[Given entries Boundary: Start]

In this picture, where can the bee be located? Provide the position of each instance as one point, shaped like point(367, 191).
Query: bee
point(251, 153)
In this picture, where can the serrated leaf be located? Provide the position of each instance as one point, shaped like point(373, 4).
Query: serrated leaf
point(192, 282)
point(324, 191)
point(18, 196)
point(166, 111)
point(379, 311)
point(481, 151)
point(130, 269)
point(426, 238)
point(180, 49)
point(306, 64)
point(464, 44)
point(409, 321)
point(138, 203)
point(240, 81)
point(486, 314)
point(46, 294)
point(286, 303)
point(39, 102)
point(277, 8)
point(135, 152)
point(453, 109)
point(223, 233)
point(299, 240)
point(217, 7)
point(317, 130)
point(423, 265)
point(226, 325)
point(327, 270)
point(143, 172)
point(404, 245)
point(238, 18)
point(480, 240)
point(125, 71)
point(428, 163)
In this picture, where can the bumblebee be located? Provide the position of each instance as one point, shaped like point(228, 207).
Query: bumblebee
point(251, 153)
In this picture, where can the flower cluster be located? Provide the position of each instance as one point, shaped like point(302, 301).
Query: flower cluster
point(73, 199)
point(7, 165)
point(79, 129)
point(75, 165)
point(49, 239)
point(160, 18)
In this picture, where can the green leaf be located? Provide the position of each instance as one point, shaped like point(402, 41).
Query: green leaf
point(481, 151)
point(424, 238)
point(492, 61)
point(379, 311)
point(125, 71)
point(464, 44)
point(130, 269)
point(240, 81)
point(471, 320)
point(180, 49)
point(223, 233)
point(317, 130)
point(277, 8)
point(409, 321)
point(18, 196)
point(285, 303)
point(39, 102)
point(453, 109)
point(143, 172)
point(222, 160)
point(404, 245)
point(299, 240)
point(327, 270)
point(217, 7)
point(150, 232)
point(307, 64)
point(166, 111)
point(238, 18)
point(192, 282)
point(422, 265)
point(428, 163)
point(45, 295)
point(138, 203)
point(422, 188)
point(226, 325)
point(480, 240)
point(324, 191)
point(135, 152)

[Given entries Boundary: End]

- [Task]: Every line above needs to be retyped exactly.

- [Answer below]:
In this picture, where can the bee be located? Provide the position of each instance as one point, shaped like point(367, 191).
Query: bee
point(251, 153)
In this picture, where can the serrated leaf be located? Provide the position of each instance as one point, shaped like point(373, 4).
Query: serrated leaf
point(192, 282)
point(324, 191)
point(18, 196)
point(166, 111)
point(379, 311)
point(481, 151)
point(130, 269)
point(426, 238)
point(180, 49)
point(306, 64)
point(464, 44)
point(409, 321)
point(138, 203)
point(240, 81)
point(486, 314)
point(46, 294)
point(286, 303)
point(39, 102)
point(277, 8)
point(135, 152)
point(453, 109)
point(223, 233)
point(299, 240)
point(217, 7)
point(317, 130)
point(423, 265)
point(226, 325)
point(327, 270)
point(143, 172)
point(404, 245)
point(238, 18)
point(480, 240)
point(125, 71)
point(428, 163)
In this picture, where can the bumblebee be located? Provide the position of each instance as one point, shaped like point(228, 207).
Query: bumblebee
point(251, 153)
In this picture, where can the flower cluster be located? Provide the position of each instance as one point, shaped like point(302, 301).
Query: flower cluster
point(73, 199)
point(7, 165)
point(79, 129)
point(75, 165)
point(49, 239)
point(160, 18)
In this picture, where can the green leaf be located? Provide the position of each instance as one point, shaped like point(402, 41).
Query: green leaf
point(481, 151)
point(424, 238)
point(492, 61)
point(379, 311)
point(125, 71)
point(464, 44)
point(130, 269)
point(240, 81)
point(471, 320)
point(180, 49)
point(223, 233)
point(317, 130)
point(277, 8)
point(409, 321)
point(18, 196)
point(285, 303)
point(39, 102)
point(453, 109)
point(143, 172)
point(222, 160)
point(404, 245)
point(299, 240)
point(327, 270)
point(217, 7)
point(150, 232)
point(307, 64)
point(166, 111)
point(238, 18)
point(192, 282)
point(422, 265)
point(428, 163)
point(45, 295)
point(138, 203)
point(422, 188)
point(226, 325)
point(480, 240)
point(324, 191)
point(135, 152)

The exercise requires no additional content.